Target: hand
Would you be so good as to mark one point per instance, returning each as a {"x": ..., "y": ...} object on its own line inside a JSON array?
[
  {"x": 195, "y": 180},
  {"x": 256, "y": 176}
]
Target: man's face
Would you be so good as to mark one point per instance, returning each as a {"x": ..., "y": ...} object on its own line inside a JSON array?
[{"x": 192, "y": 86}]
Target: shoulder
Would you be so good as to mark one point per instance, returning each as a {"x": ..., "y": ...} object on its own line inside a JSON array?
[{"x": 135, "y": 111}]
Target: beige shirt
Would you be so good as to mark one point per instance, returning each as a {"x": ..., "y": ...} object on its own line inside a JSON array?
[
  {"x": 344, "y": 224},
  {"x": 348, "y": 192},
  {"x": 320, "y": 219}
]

## Task description
Transcribe exactly the line containing "Target: beige shirt" and all remaining lines of the material, ending with the last one.

## Reply to the exercise
Target: beige shirt
Would you be so good as to mark one point per instance, returning each as a {"x": ..., "y": ...} object on its own line inside a JSON array?
[
  {"x": 344, "y": 224},
  {"x": 348, "y": 192},
  {"x": 320, "y": 219}
]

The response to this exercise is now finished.